Reproduce the lines starting with the one containing "Reviewer note. Check that each instance of the bus headlight" and going on through the one containing "[(819, 366), (596, 376)]", substituting "windscreen" for "windshield" and leaving everything else unchanged.
──────── MATERIAL SHOWN ────────
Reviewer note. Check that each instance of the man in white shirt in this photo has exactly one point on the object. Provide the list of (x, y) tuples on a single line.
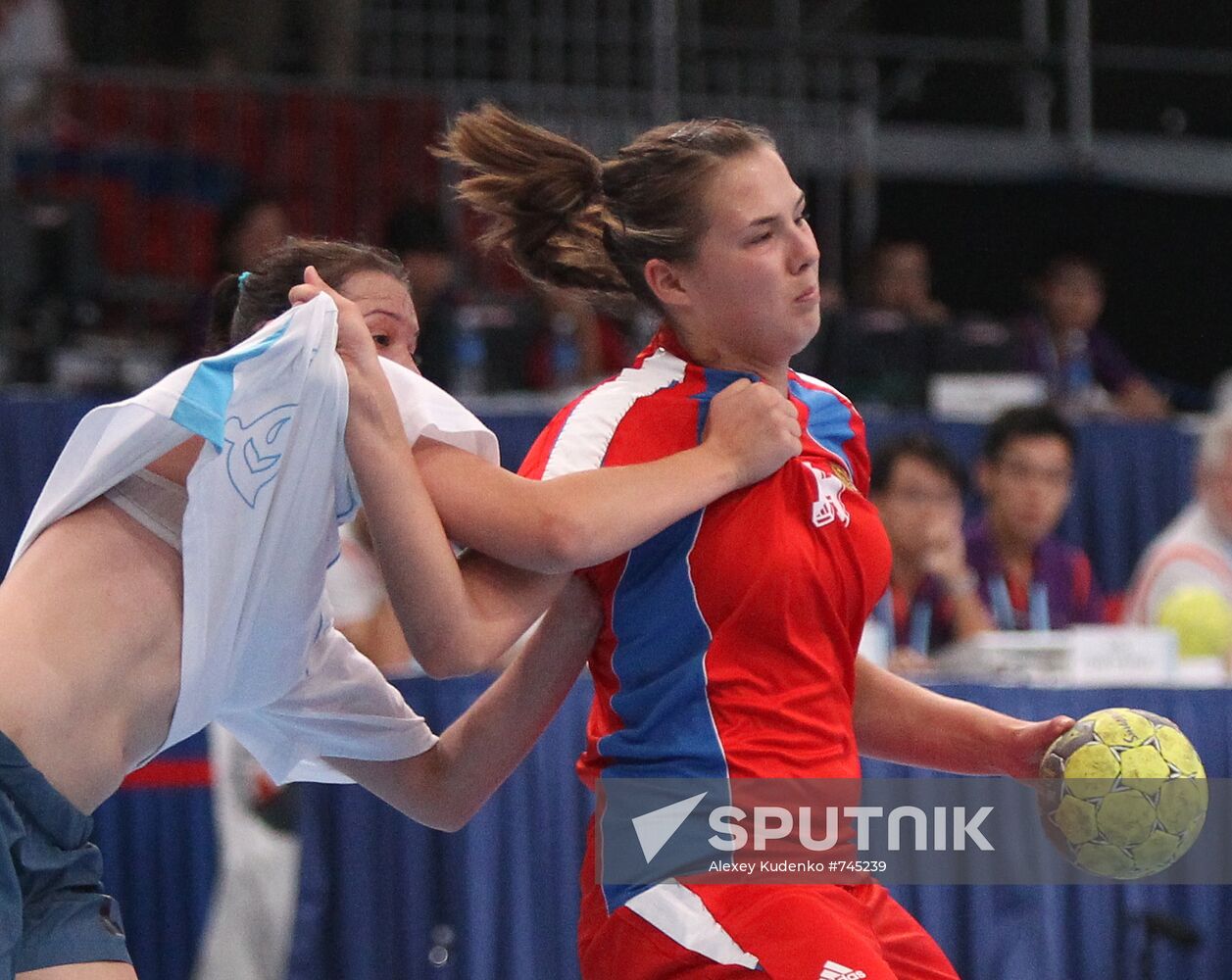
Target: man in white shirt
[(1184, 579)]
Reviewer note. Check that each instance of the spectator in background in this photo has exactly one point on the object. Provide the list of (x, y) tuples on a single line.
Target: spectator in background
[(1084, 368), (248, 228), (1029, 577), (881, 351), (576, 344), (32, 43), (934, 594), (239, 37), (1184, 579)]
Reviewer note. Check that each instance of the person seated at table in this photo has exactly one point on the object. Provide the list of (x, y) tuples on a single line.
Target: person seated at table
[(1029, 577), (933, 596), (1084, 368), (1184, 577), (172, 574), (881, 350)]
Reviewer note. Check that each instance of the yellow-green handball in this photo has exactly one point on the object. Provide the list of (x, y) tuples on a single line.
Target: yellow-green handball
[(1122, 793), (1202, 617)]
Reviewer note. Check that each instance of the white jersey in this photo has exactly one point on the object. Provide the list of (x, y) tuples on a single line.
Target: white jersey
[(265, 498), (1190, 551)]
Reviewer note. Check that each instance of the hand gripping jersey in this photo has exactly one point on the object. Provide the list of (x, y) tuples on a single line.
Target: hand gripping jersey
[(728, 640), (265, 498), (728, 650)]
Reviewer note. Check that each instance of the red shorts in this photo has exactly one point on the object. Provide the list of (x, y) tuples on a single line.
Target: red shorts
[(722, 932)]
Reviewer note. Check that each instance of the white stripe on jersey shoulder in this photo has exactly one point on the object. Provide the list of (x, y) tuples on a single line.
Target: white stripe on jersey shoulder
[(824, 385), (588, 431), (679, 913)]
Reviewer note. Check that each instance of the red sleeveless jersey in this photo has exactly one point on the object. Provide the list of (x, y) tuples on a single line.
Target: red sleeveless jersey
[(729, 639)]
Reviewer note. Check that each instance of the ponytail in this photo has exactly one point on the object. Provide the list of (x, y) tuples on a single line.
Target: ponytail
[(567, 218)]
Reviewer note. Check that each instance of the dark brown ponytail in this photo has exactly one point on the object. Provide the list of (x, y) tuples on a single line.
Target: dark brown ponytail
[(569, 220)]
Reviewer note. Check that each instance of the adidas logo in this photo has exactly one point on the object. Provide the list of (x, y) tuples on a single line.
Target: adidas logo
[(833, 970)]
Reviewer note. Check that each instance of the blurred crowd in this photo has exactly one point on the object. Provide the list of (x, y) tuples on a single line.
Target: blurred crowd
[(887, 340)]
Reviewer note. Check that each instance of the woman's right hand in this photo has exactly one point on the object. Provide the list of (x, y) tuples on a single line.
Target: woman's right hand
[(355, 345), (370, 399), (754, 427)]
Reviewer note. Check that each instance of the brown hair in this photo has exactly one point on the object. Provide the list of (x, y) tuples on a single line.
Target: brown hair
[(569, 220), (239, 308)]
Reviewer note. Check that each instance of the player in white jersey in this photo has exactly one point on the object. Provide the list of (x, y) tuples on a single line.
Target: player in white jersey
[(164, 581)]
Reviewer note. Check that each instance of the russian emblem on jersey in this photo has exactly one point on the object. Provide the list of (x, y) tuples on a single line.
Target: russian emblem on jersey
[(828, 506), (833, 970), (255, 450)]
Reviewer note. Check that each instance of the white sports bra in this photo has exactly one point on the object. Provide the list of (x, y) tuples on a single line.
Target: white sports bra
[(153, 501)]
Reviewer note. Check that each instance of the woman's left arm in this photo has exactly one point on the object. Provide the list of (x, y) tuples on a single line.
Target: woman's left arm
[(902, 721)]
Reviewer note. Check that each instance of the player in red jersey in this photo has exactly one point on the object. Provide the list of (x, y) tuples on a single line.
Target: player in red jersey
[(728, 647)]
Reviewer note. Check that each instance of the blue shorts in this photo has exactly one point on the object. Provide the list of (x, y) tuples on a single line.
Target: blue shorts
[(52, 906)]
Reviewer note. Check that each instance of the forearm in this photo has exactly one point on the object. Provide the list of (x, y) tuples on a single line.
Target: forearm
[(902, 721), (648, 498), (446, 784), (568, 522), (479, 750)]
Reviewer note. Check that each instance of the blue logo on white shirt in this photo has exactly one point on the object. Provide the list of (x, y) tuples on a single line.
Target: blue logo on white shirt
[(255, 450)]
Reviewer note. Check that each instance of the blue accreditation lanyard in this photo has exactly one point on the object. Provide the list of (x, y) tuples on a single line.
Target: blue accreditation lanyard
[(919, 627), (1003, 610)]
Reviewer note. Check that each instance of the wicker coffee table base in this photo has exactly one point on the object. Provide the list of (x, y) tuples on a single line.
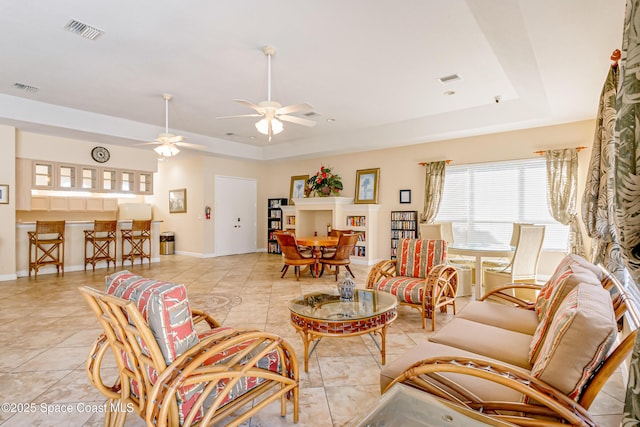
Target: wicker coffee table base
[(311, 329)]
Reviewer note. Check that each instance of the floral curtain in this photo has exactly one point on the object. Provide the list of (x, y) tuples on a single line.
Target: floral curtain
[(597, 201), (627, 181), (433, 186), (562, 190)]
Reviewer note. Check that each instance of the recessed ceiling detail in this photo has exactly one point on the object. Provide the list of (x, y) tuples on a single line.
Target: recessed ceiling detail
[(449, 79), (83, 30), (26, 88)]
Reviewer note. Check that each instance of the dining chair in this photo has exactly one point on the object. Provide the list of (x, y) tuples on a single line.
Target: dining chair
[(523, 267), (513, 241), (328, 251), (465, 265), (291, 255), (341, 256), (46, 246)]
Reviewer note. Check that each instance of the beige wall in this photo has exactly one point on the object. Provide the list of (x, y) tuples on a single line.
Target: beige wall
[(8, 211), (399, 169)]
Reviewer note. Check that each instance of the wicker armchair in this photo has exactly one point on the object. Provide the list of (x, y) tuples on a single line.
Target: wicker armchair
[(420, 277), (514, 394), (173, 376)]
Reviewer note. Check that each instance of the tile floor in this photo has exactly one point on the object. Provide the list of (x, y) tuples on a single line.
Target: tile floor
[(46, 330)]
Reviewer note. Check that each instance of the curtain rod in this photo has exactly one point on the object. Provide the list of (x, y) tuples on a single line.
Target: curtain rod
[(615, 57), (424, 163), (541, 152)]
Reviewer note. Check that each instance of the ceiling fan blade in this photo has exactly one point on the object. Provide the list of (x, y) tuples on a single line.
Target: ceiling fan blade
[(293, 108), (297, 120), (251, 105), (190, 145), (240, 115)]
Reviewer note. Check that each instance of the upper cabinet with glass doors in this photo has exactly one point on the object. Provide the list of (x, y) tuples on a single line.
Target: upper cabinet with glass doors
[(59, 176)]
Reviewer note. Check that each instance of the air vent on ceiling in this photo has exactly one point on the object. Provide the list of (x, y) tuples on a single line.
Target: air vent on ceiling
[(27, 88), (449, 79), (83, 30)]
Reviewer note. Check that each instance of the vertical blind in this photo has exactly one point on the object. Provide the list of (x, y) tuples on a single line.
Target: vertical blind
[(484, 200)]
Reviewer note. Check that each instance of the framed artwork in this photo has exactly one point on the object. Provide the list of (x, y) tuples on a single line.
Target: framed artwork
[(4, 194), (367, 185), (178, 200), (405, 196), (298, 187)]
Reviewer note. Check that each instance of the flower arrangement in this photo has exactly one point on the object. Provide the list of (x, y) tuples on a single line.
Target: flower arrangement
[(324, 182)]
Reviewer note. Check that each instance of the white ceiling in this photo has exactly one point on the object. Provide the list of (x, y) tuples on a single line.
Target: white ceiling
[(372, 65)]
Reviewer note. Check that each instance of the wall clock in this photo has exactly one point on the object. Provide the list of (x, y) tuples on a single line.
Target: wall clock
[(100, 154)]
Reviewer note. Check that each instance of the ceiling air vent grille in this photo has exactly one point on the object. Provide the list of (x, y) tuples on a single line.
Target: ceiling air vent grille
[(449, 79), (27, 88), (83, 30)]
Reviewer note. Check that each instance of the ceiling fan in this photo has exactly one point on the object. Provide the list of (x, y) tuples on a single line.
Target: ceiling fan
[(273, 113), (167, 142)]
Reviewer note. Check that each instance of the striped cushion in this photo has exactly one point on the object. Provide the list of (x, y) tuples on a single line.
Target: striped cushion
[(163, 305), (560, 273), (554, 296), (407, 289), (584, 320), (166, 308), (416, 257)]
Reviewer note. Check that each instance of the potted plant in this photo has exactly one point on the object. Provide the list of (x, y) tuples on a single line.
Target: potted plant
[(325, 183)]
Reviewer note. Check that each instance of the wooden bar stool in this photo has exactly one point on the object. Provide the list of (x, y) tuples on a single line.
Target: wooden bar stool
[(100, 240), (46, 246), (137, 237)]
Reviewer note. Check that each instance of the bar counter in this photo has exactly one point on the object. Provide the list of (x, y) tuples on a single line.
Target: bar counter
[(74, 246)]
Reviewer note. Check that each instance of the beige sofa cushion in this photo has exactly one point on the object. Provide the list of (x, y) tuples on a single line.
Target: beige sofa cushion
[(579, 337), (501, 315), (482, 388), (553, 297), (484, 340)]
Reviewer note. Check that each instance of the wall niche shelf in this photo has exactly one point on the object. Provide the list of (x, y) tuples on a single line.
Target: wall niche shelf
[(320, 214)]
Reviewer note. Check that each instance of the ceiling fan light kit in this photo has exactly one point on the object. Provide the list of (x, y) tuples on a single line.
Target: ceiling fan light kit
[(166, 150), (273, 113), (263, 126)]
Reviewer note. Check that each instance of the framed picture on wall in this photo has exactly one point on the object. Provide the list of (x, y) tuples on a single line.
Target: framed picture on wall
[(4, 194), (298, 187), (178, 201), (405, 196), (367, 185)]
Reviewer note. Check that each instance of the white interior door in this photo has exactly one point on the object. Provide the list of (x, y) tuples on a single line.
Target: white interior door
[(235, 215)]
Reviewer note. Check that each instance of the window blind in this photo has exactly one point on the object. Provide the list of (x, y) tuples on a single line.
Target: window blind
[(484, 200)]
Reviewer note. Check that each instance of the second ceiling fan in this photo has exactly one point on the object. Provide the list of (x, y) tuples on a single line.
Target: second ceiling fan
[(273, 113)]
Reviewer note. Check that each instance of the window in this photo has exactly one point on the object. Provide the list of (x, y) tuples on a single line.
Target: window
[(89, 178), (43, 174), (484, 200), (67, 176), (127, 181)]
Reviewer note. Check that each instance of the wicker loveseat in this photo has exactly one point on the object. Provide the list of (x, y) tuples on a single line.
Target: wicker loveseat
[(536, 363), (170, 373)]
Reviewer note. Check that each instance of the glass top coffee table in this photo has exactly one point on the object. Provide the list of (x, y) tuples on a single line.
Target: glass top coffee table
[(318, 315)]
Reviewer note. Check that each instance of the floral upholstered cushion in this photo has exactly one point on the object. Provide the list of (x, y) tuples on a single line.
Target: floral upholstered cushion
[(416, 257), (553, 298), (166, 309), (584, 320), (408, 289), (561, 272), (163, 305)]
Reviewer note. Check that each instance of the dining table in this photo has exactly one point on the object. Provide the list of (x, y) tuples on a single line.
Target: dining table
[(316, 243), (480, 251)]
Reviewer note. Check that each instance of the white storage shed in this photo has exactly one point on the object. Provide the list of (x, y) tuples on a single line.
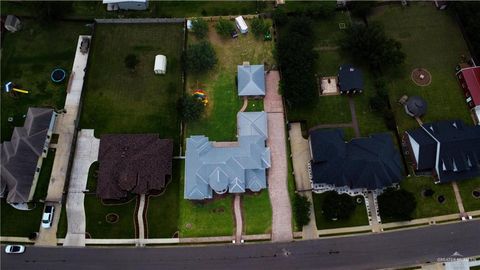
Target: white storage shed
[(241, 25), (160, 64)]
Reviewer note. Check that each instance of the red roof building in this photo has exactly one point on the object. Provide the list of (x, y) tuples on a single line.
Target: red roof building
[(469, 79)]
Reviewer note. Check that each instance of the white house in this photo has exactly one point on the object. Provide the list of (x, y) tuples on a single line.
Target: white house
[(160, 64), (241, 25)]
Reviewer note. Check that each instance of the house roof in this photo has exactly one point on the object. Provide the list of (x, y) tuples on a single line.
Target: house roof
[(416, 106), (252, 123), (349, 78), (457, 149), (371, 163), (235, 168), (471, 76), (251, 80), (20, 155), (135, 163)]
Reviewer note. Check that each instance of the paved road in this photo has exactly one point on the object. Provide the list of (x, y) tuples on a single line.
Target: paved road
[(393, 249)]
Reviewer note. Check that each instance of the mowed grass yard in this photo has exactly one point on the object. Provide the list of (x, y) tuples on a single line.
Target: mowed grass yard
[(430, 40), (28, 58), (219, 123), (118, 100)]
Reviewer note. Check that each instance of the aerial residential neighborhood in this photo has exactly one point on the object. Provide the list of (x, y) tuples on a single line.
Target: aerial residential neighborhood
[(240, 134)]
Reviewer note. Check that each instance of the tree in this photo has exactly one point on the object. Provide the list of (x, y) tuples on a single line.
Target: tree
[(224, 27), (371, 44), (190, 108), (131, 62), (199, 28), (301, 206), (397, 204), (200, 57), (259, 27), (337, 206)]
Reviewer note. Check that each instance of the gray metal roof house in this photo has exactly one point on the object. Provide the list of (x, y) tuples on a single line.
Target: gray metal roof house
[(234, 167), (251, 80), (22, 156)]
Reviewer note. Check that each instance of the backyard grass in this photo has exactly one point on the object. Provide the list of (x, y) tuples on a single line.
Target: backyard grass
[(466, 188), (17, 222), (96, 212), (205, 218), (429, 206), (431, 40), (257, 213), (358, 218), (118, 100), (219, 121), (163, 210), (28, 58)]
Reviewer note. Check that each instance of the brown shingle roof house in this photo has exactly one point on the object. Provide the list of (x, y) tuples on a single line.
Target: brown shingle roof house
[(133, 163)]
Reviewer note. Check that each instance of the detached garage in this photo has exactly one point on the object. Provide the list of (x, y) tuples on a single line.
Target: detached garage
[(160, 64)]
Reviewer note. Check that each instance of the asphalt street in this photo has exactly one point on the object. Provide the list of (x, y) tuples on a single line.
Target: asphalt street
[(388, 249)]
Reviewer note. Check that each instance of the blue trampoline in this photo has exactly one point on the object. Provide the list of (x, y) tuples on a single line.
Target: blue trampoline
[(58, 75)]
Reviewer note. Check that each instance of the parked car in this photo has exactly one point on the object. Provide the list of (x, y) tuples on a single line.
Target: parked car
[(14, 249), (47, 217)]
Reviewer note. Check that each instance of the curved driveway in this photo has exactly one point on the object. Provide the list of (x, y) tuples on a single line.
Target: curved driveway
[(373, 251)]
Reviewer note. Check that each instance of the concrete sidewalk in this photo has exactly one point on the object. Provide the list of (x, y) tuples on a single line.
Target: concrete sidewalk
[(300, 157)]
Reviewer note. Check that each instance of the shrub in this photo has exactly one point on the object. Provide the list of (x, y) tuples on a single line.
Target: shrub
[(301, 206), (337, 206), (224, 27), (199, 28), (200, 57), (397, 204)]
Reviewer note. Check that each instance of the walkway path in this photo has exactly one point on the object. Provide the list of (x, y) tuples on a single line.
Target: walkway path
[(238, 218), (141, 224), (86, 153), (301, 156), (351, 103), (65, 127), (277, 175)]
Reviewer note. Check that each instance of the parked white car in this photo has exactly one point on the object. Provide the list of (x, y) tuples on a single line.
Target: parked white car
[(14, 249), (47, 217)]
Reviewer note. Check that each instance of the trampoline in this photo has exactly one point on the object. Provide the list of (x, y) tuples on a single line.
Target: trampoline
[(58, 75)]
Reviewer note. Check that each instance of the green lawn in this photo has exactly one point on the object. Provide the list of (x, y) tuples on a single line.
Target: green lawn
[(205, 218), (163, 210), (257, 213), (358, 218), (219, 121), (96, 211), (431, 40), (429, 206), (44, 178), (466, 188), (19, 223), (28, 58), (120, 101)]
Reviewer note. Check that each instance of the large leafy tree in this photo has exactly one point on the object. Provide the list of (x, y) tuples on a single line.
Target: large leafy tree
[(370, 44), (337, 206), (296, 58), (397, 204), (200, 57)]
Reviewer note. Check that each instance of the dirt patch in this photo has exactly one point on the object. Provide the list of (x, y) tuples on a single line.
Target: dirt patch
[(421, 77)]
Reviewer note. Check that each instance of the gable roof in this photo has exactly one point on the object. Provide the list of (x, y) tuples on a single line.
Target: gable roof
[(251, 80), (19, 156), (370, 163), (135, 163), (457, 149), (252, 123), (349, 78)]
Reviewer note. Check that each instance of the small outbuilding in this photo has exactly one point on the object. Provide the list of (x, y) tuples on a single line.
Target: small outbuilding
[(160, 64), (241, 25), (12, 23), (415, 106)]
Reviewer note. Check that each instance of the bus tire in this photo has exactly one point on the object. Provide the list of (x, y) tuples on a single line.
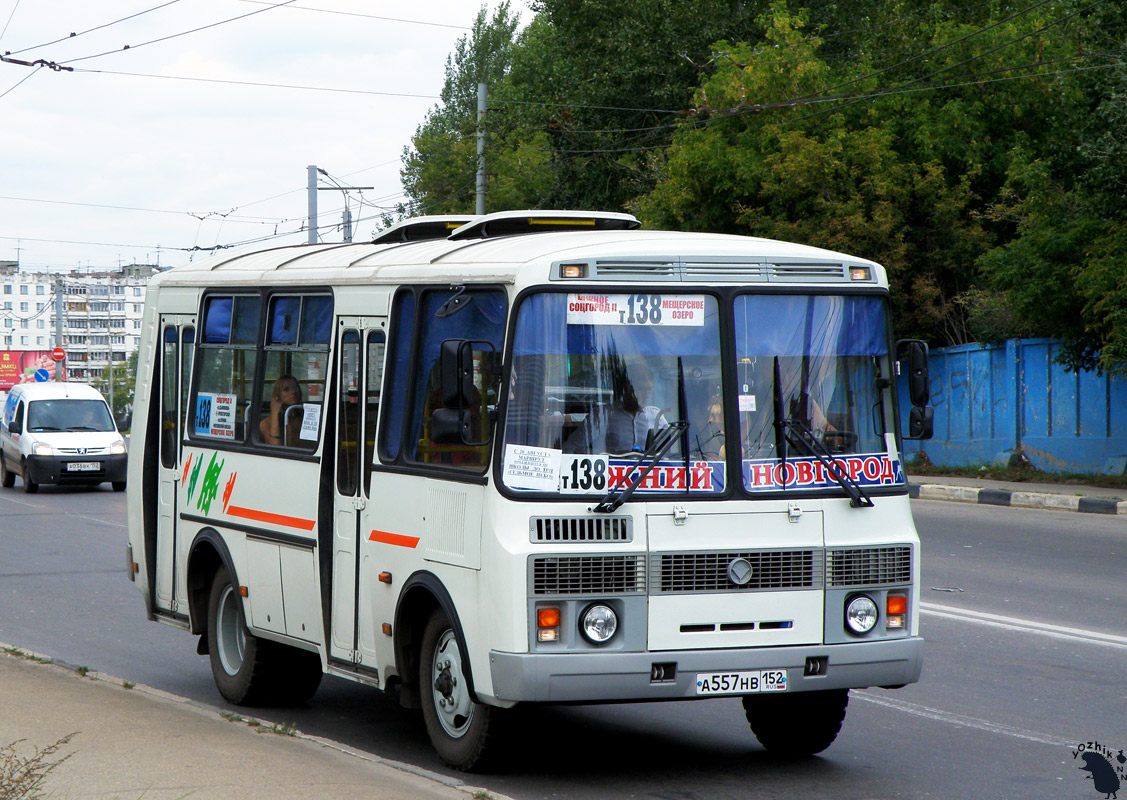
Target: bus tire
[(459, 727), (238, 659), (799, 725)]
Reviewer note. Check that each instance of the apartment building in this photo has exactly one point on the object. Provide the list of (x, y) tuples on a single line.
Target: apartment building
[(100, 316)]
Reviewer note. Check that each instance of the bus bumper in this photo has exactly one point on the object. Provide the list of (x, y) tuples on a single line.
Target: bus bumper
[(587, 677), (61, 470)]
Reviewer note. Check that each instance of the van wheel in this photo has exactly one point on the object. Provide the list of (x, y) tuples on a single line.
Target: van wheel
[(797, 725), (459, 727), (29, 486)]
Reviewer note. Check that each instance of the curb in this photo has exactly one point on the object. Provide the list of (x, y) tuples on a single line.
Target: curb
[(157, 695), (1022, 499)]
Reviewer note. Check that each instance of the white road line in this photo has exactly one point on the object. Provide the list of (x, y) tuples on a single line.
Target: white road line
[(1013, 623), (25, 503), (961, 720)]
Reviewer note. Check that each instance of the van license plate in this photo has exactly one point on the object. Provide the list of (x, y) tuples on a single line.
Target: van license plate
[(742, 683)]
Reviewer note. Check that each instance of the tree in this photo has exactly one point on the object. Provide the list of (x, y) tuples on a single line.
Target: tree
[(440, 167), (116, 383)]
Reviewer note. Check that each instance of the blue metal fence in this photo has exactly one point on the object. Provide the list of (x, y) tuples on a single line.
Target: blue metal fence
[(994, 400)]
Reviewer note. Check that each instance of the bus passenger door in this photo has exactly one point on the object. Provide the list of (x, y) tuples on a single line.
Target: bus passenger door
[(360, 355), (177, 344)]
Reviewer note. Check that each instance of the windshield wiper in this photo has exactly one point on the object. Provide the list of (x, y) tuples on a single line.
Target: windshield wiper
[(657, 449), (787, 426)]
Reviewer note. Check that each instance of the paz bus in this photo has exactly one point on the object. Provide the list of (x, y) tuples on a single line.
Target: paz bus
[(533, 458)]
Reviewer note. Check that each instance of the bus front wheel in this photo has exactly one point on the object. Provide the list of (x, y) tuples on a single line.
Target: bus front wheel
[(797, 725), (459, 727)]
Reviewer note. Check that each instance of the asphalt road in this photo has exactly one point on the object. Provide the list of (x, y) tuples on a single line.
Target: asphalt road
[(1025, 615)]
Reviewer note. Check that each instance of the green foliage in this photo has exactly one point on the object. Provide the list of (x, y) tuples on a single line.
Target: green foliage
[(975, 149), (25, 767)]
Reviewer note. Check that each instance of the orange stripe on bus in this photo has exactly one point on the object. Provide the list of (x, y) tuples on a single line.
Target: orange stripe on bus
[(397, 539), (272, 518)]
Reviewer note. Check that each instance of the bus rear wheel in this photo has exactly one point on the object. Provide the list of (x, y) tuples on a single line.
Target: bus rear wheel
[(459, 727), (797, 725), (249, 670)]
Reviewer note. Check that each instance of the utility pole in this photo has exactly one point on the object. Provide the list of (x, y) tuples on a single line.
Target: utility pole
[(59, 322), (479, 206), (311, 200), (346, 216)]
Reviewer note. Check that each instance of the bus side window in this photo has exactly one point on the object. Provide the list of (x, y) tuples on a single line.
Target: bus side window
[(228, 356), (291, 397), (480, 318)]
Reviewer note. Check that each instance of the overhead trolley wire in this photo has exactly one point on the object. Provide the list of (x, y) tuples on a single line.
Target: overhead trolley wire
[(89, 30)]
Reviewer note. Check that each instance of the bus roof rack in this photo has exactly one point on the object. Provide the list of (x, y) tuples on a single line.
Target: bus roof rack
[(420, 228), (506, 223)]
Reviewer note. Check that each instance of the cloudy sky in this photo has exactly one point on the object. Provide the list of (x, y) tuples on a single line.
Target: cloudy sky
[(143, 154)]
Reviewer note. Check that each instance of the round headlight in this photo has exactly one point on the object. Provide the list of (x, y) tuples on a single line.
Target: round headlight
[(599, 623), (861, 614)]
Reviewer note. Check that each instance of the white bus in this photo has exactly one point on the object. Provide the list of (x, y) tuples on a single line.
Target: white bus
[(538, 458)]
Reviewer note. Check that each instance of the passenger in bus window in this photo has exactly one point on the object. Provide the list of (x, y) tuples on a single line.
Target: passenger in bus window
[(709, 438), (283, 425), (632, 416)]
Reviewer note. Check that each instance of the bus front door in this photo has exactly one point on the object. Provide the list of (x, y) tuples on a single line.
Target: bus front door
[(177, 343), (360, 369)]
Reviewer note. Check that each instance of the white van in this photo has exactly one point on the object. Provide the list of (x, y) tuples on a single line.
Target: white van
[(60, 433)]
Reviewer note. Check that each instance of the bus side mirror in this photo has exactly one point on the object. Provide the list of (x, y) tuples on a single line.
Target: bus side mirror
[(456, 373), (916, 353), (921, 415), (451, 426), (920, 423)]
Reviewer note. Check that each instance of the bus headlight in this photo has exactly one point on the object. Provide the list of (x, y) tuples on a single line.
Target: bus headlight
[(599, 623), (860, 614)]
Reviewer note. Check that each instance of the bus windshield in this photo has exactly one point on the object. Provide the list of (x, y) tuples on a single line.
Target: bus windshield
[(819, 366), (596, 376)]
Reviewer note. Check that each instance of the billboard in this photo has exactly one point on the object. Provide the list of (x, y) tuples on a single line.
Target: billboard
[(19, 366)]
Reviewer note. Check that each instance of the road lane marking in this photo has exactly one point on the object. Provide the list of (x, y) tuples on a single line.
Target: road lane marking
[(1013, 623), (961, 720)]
────────
*FINISHED TASK*:
Reviewer note. Check that each instance of the bus headlight in this photo has exactly one point on the object. Provide the list of (x, y) tuples on a single line.
Target: bus headlight
[(599, 623), (860, 614)]
Reviewer note. Check that each instance of the bus windscreen in this photo has exactly one point on the object. Provide the list of (x, y) tuples on a single line.
Target: bus windscreen
[(819, 366), (596, 376)]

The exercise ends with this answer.